_Document section_

——————————

From LawHub, this is I Am The law, a podcast where we talk with lawyers about their jobs to shed light on how they fit into the larger legal ecosystem. In this episode, Derek Tokaz interviews a former public defender who discusses life in criminal defense and her transition to legal journalism

Derek Tokaz:

Today I'm joined by Laurie Landsittel. She's a graduate of the University of Georgia School of Law and is currently a journalist for North Carolina Lawyers Weekly. But before that, she was a public defender in Georgia. I'd like you to start by explaining for our listeners the basic of what a public defender is and their role in the criminal justice system?

Laurie Landsittel:

Well, a public defender represent people who cannot afford a lawyer in criminal cases, and their role in the justice system is to ensure that the criminal defendant gets a fair trial, gets justice, and gets the best representation possible.

Derek Tokaz:

I know that there's different types of public defenders depending on what state you're in and possibly where in the state you are. Were you working as a full-time public defender or case by case? How does that work?

Laurie Landsittel:

I was full-time. I was in three different offices in Georgia as a public defender, and each office I was full-time in.

Derek Tokaz:

And so what does it mean to be a full-time public defender? I know in the legal world, full-time is a pretty wide spectrum. Is it a 40 hour per week job or 80 hours a week? What's that like?

Laurie Landsittel:

I would say it varies. Depending on what kind of trials or motions are coming up depends on what kind of workload you're going to have for that day or week. When it gets closer to trial, of course you're pretty much working, I would say with me, I'd be working 60 to 70 hours a week getting prepared for trial. But then there could be days when you don't even work a full eight hours when you didn't get any new cases, you have your caseload under control, which is rare, I do admit. But on average it'd be over 40 hours a week that public defenders would work to be effective.

Derek Tokaz:

You were working this full-time and I assume everyone else in the office was also working. Is that how it's like across all of Georgia? Because I know where I'm from in Alabama, some of the cases are handled by attorneys who have their own practice and pick up public defense just on a case by case basis.

Laurie Landsittel:

We have some of that, it's called conflict cases. We cannot represent two defendants who are blaming each other. I couldn't ethically represent both of them because I'd have to say one said this did it, one said the other did it. So that would not be in our office. That would go to somebody who has their own practice. But this started in I believe 2004. January 1st, 2004, Georgia went to a program called the Georgia Public Defender Standards Council, where the state oversaw the whole public defender system and created public defenders. Where there used to be contract attorneys handling a lot of cases at once, they created a public defender's office.

Derek Tokaz:

Yeah, I think that's something that people who want to get into this field need to keep in mind is how much the very structure of the system can change from county to county or state to state.

Laurie Landsittel:

Right. Definitely.

Derek Tokaz:

What's the average caseload like? About how many cases are you handling at a time?

Laurie Landsittel:

Well, that varies, but I think I can speak for a lot of public defenders, at least in Georgia. I'll give you a little background first before I tell you, but they tried to come up with a system where they could train public defenders. They could have a long place to keep their caseloads down. And it was supposed to have a certain amount of cases, a year of felonies, a certain amount of misdemeanors. You couldn't go over it, but you always have more cases than they say you should under the law. So you really have too many cases.

——————————

_Raw records_
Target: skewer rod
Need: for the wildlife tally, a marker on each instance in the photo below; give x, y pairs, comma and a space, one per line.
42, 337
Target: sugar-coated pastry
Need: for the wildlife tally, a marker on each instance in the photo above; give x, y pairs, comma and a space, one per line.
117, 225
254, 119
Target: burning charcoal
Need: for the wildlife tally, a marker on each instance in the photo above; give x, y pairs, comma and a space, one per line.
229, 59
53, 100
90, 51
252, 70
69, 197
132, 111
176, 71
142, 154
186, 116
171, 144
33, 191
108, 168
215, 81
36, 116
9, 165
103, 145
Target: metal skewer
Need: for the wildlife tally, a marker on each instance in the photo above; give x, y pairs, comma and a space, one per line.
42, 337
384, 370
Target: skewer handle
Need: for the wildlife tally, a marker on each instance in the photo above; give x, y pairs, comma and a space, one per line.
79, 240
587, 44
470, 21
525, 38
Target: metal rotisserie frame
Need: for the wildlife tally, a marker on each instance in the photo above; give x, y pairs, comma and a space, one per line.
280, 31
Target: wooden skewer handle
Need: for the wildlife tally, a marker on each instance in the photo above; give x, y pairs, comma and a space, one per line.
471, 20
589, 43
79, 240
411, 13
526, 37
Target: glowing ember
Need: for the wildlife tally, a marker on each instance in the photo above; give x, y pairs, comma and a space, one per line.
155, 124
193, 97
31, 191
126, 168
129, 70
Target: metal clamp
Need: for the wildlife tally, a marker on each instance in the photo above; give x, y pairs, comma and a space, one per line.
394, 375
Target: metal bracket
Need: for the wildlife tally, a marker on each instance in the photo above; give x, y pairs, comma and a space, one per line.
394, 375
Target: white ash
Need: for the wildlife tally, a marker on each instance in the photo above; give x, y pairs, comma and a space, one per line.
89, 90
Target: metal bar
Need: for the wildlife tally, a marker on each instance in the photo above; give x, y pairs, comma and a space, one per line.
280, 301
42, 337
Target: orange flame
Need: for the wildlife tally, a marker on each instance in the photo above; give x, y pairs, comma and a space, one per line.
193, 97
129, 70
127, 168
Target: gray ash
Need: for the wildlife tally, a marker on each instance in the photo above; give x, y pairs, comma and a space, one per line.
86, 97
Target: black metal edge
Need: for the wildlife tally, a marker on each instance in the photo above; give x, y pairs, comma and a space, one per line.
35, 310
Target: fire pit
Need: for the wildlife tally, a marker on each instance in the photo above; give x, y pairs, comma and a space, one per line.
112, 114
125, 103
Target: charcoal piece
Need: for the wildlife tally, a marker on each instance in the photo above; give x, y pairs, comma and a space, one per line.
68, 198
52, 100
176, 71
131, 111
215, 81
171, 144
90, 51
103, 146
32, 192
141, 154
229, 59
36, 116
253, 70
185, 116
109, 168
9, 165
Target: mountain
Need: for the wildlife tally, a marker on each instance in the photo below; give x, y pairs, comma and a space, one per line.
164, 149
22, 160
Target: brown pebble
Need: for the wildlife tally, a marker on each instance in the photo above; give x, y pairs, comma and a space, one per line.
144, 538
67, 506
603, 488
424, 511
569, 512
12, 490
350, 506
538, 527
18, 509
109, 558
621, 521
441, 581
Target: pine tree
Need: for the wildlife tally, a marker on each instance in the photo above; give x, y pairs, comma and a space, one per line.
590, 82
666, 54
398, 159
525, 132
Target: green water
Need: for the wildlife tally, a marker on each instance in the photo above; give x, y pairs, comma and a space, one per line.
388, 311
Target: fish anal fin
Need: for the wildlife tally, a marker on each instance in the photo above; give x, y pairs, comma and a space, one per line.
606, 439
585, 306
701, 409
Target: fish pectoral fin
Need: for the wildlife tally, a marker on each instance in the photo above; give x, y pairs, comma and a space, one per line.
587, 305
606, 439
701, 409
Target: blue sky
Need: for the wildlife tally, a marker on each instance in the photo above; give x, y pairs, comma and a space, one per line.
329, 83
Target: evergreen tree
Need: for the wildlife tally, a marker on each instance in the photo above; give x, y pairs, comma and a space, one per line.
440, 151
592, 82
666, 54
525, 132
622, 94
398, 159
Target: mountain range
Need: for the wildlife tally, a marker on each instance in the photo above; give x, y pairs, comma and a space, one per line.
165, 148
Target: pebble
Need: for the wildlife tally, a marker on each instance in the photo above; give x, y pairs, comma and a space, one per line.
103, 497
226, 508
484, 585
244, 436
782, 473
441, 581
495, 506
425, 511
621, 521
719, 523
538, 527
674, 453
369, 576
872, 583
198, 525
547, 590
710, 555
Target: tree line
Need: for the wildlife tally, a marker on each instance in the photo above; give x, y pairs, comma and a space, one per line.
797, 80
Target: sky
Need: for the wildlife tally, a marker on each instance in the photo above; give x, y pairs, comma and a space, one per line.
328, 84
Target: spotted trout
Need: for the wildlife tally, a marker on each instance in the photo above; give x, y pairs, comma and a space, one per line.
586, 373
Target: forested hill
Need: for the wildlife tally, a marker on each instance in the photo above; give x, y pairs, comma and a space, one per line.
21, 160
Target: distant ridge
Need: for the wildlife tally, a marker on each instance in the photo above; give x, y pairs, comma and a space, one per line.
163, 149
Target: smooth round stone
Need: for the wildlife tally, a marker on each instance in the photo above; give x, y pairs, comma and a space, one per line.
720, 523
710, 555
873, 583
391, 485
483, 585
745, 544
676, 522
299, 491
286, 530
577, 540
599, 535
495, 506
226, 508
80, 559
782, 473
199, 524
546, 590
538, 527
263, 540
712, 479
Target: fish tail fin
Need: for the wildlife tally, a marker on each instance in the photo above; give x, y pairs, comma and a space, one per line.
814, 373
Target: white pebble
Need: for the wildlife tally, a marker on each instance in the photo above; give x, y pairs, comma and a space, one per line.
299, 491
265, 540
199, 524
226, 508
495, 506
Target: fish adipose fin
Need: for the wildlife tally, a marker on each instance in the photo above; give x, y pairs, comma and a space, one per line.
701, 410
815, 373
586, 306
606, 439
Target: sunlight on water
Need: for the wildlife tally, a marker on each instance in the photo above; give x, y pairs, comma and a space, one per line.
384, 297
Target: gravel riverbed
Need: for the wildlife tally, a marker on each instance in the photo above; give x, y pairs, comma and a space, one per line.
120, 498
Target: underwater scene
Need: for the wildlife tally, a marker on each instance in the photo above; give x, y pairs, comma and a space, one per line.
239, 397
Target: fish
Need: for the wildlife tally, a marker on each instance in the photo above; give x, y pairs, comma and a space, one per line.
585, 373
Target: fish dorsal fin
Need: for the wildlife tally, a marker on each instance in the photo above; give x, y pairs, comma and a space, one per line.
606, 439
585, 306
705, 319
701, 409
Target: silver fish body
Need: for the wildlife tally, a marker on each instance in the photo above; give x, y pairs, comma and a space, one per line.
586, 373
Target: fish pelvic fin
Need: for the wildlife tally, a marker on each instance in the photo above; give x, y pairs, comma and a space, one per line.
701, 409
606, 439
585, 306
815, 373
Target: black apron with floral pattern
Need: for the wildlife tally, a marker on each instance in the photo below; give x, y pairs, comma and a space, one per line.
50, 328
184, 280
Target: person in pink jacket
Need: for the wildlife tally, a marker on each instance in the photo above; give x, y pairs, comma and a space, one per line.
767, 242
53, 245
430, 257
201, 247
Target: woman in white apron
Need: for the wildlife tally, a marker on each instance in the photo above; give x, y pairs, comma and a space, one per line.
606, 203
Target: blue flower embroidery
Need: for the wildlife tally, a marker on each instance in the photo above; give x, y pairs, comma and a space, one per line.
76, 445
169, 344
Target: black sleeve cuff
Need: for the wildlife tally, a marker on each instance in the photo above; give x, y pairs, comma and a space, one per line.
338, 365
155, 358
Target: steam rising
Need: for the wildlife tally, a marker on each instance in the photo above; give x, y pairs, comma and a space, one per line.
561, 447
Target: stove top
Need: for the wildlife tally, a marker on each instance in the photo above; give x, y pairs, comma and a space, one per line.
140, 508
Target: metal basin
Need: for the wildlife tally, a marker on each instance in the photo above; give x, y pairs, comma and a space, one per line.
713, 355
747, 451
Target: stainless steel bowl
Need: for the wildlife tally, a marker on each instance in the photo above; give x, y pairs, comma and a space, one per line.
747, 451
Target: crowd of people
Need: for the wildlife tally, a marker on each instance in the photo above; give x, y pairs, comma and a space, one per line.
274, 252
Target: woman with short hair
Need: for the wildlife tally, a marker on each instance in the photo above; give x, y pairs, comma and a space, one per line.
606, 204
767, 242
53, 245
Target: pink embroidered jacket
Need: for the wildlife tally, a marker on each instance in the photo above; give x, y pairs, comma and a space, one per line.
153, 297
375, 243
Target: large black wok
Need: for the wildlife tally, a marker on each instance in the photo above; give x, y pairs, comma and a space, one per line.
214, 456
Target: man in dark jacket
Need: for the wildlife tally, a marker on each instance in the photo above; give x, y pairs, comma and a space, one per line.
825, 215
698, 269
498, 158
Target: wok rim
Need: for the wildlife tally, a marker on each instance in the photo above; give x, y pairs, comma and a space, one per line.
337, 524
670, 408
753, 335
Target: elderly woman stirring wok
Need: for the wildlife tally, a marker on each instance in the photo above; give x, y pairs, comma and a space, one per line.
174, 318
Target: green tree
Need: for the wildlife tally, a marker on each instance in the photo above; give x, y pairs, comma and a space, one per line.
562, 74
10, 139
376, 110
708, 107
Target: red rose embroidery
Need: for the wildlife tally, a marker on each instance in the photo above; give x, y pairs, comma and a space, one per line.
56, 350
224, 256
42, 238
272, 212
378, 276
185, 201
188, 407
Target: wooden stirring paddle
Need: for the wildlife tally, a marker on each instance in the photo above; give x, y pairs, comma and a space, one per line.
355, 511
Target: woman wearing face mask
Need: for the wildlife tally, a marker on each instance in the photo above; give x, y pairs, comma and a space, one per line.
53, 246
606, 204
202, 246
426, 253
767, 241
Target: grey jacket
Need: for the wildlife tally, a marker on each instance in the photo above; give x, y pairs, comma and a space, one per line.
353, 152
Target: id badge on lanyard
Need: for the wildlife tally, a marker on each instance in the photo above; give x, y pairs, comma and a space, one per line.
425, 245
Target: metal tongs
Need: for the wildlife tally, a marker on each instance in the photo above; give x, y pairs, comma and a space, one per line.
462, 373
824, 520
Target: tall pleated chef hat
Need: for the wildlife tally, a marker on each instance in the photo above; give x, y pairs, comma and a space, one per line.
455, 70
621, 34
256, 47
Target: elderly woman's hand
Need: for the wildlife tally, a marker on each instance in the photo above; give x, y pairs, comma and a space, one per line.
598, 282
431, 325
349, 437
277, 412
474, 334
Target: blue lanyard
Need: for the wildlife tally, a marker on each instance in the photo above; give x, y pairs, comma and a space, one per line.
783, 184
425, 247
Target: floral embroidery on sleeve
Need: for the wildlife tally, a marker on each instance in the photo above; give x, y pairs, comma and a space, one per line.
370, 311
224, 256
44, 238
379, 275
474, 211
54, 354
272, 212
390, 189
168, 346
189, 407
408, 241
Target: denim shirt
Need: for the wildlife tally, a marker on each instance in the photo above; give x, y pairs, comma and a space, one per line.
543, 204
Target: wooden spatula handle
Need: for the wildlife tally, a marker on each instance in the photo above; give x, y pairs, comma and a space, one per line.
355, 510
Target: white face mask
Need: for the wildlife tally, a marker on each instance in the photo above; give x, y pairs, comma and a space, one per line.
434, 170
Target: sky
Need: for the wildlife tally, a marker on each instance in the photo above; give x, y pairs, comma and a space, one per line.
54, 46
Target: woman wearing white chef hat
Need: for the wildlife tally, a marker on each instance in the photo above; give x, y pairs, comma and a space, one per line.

——————————

_To be done_
(a) According to the podcast interview, how many hours a week did Landsittel work while preparing for trial?
(b) Continue the podcast interview from the point where the transcript ends.

_Answer list_
(a) She worked 60 to 70 hours a week.

(b)
And the typical caseload could vary between maybe 50 cases at a time to maybe 200 at a time, which is a lot of cases for one person to handle. If you think about it, if you had 200 cases in a time, what happens if every one of those defendants wanted to go to trial? You couldn't effectively represent them. And they have a right to decide. So the choice to go to trial or not is up to the defendant. Most of them go in wanting a trial and it makes public defenders very anxious because you have so many that are saying, "I want to trial, I want to trial, I want to trial." You don't know where to turn your head next.

Derek Tokaz:

So about how often do your cases go to trial? If you have 200 cases, how many times are you going to have a full trial?

Laurie Landsittel:

Honestly, not very much. Usually the state's offer is worth it take. Keep pressing charges, at least where I was, they're not going to press charges unless they got good evidence against you. And usually the state has good evidence, that's why they're taking you to court and pressing charges. So if they don't have good evidence, they probably would've dismissed the case. So usually the clients end up pleading out, which is what it's called, where they enter a guilty plea and they accept the punishment that's either recommended by the state or given to them by the judge. If it's given to them by the judge, it would be called a blind plea. But I would say 99% of the time they plead out because they're getting too good of offers to plead guilty. But we want to move away from that. Public defenders want to move away from that. They do want to go to more trials. They do want to be in the courtroom more. But it's just hard with so many cases. I liked being in the courtroom when I was a public defender. I loved it.

Derek Tokaz:

And I think that's probably what most people are imagining when they want to get into that line of work.

Laurie Landsittel:

Well, yeah.

Derek Tokaz:

We make TV shows about people being in courtrooms and considerably less about taking guilty pleas. So it's not the romanticized view of legal practice.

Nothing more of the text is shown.